By Radoslav Genchev
Very often translators here and everywhere else are faced with presumably incorrect or erroneous translations, but this is not always the case. There are many factors to be taken into account. In translation, there are multiple errors that on second thought, do not appear as such. Here are some examples from translating into Bulgarian.
ГДР, КНДР, Варшавския договор (G.D.R. – German Democratic Republic, D.P.R.K – Korean People’s Democratic Republic, Warsaw
Treaty). This is how these countries and organizations (and others) were translated during the socialist times. The institutions and the media were not allowed to talk about East Germany, North Korea or the Warsaw Pact, for ideological reasons. Similarly, there was no
mention of East Berlin. For us it was Берлин and Западен Берлин (Berlin, West Berlin). Nowadays, all these follow the Western parlance. Many follow developments in North Korea, and many are thankful for the abolition of the Warsaw Pact.
Another supposed error was how we expressed the English sound ‘æ’ as in ‘have’. There is no such sound in Bulgarian; it tends to be more like ‘a’ than the ‘ɛ’ of ‘dress’. We accepted writing proper and place names like Майкъл Джексън and Кемп Дейвид (Michael Jackson, Camp David) with ‘е’ as a norm simply because they have been established as such in our language long ago. Newer and unestablished names tend to be transcribed with ‘a’.
The Subtitling Heresy
Translating subtitles sometimes goes beyond the linguistic norm, and linguistic ‘errors’ are acceptable.

YOUR TASK> Could you pick up the article on seemingly wrong translations into Bulgarian and carry it on from its final sentence? The rows after this point have nothing to do with the article on seemingly wrong translations into Bulgarian.

PROVIDED INFORMATION>
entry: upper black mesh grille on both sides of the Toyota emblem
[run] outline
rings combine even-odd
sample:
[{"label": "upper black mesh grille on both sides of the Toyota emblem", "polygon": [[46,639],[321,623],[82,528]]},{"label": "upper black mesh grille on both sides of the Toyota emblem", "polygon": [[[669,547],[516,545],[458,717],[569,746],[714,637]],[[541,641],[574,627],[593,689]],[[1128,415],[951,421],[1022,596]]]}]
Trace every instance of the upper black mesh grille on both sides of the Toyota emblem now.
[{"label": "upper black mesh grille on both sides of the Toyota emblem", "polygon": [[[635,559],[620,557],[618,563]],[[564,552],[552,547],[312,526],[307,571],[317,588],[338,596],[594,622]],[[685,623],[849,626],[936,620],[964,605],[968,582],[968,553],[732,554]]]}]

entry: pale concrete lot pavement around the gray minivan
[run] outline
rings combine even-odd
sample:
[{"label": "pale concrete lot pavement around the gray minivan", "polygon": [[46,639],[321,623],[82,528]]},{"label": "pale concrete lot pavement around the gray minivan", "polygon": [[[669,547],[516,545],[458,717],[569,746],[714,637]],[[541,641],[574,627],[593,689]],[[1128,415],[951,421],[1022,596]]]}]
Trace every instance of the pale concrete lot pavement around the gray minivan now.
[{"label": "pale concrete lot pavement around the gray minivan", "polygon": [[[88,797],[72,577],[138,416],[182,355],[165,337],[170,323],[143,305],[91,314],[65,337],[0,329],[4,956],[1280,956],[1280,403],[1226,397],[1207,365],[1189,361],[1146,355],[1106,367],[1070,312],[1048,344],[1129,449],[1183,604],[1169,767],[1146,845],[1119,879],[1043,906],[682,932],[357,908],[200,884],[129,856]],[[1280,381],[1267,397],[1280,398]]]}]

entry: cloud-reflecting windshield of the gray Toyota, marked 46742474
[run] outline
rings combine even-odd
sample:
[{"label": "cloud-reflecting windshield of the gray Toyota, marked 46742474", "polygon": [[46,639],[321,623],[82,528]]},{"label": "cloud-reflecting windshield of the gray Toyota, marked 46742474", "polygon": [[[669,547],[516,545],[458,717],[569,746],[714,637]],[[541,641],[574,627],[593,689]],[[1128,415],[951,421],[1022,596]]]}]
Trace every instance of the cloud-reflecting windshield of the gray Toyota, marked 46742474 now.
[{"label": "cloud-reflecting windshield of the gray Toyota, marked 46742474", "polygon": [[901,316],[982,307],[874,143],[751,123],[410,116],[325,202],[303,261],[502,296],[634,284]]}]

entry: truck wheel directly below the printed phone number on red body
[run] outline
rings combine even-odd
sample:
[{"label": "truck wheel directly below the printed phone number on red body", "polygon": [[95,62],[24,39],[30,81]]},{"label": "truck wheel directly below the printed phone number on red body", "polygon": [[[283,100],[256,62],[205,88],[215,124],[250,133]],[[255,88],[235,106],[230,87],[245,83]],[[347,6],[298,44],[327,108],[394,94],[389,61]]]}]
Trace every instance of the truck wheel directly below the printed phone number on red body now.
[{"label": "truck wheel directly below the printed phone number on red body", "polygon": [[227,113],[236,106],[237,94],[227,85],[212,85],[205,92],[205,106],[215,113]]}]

REPLY TO THE EXERCISE>
The polite form of the personal pronoun Вие (you) and its derivatives (на Вас – ‘to you’, Ваш/Ваша/Ваше – ‘your’, masculine, feminine and neutral, etc.) must always be capitalized, according to the Bulgarian Academy of Science, Bulgaria’s linguistic watchdog. But the Netflix Bulgarian Timed Text Style Guide reads: “Do not write formal pronouns with a capital letter, as subtitles are considered an artistic work.” Good deal!
Another example is the feminine possessive pronoun ѝ (her). It must always be written with an acute graphic accent. This was a problem years ago because one had to look for special character key combinations on the keyboard. And subtitlers opted for й instead – a separate letter in the Bulgarian alphabet used only in diphthongs such as, among others, ай, ей, ий (ay, ey, iy). The reason was that ѝ could not be read correctly by subtitling software. Well, nowadays, with the advancement of computer software, this long-suffered ugly duckling has its deserved place on the keyboard – Shift + x, and voilà!
The same Bulgarian Academy of Science watchdog orders that all punctuation marks (!, ?, …) be succeeded by a space. But when addressed with the question of the front ellipsis, indicating a pause in speech, the answer was: “Well, this may go without a space, if used in subtitling (…и продължи. – ‘…and she went on.’).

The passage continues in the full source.